▸ Your instructions: Restate all entries exactly. Skip the images.

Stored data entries
===

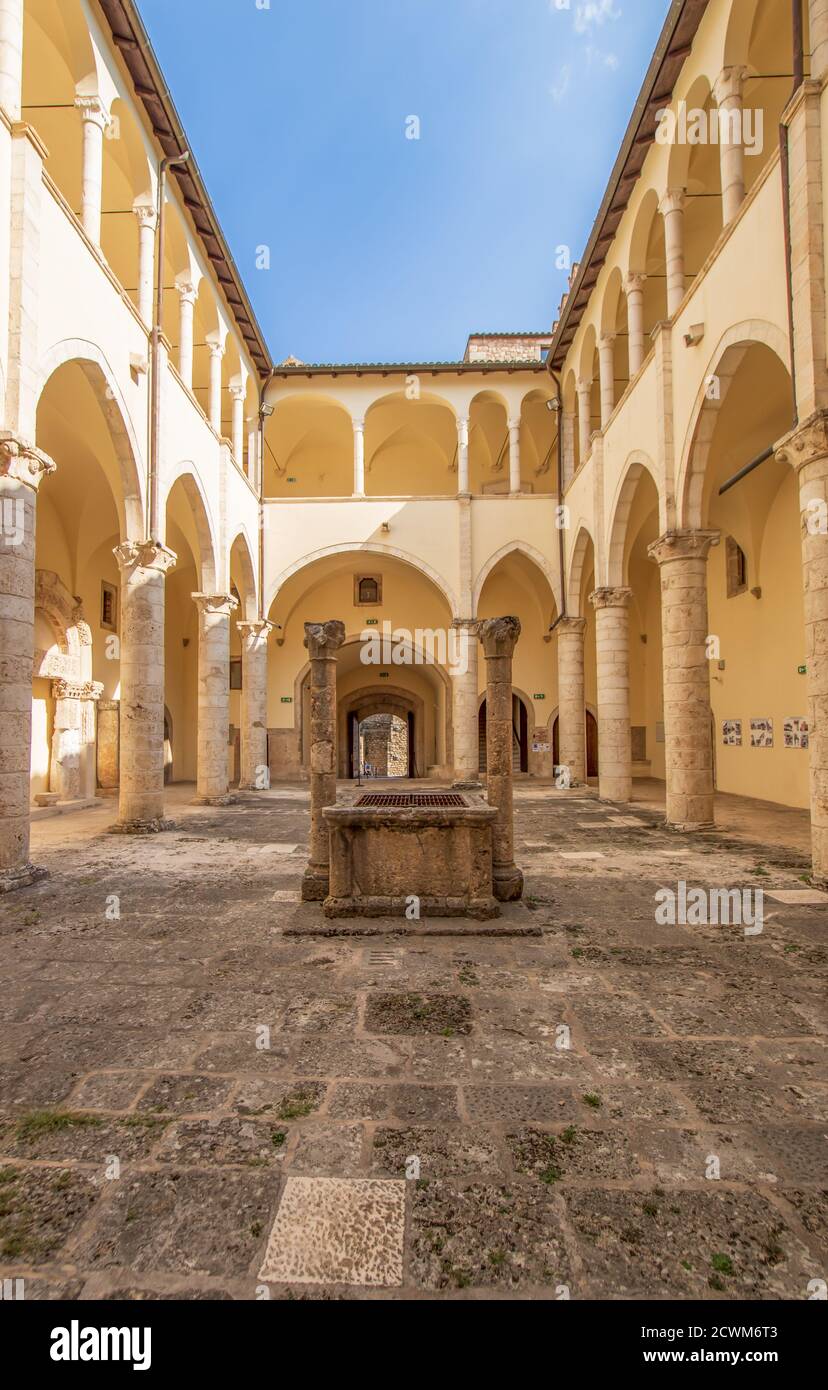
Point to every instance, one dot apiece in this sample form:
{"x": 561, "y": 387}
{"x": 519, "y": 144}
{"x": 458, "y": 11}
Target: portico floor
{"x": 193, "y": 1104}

===

▸ Reply:
Point to every instance, one dot apiece in this sample form:
{"x": 561, "y": 387}
{"x": 519, "y": 144}
{"x": 458, "y": 11}
Target: portico floor
{"x": 193, "y": 1104}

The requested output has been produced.